* **Work required**: Every line from the one that contains "the green foliage" to the end of the material below should be output exactly, with both ends included and nothing else.

* **Records for processing**:
============================================================

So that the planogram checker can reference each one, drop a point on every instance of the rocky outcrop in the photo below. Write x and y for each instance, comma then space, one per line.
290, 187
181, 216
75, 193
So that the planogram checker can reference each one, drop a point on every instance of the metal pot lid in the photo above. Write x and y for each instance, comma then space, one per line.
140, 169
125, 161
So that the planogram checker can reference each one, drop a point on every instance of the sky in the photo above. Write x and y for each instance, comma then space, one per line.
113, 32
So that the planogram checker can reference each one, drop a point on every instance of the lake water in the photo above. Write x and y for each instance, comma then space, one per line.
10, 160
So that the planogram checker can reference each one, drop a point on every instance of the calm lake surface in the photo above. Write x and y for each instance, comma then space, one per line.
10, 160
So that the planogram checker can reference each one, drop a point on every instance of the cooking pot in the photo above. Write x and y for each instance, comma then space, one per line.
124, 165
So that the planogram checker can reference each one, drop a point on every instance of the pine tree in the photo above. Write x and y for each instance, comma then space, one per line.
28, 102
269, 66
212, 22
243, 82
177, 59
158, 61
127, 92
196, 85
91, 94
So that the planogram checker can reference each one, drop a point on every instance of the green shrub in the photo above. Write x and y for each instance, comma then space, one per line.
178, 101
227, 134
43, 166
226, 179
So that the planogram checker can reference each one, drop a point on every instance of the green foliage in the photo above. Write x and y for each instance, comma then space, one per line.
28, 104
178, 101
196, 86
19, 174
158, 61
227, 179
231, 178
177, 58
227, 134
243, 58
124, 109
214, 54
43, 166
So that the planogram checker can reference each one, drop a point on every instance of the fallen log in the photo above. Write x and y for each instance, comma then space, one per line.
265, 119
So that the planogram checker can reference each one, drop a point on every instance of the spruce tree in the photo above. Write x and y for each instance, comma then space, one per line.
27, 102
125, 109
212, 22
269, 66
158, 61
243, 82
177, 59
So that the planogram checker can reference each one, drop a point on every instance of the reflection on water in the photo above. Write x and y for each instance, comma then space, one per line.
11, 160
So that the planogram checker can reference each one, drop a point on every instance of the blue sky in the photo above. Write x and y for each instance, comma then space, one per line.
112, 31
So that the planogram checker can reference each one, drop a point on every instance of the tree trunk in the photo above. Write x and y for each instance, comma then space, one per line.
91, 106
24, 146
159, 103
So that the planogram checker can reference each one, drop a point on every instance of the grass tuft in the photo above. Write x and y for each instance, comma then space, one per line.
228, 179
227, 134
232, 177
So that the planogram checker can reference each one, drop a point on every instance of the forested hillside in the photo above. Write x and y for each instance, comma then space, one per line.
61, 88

============================================================

* **Reply**:
So that the planogram checker can reference each one, drop a point on every instance of the green foliage in the photo above. Write x and y for each instance, comma then space, one per line.
28, 104
178, 101
196, 86
19, 174
158, 61
227, 179
231, 178
177, 58
227, 134
243, 58
124, 109
214, 54
43, 166
So that the planogram checker can reference each one, drop a point on every instance of the fallen log in the photo above. Write x and y for each instance, comma then space, one per line.
265, 119
So that the planogram checker can reference each one, drop a point on every instance of the spruce tree in the photo above. Write x and y for each instance, comma then space, one per line.
27, 102
125, 109
212, 22
269, 66
158, 61
243, 82
177, 59
So that the planogram checker can reference each one, drop a point on every instance of the reflection on water in the photo above. Write x and y for each instance, comma then space, one per line.
11, 160
So that the planogram checker can reference each one, drop a point on every instance of the blue sky in the photo above. Write x and y for each instance, comma then space, one per line.
112, 31
So that the planogram checker can reference each one, drop a point on every instance of the tree trunk in the photo above. Write x and y for each instance, comma then space, one per line.
91, 106
24, 146
159, 103
So that the planogram checker can reference each one, drop a point on every instance of the grass tuft in the photo above. Write x and y for each instance, comma then space, one per line.
228, 179
227, 134
232, 177
So that the planogram checker can reference each one, drop a point on every instance of the forested hillside in the photo above. Write x and y for each instance, comma then space, one per line.
61, 88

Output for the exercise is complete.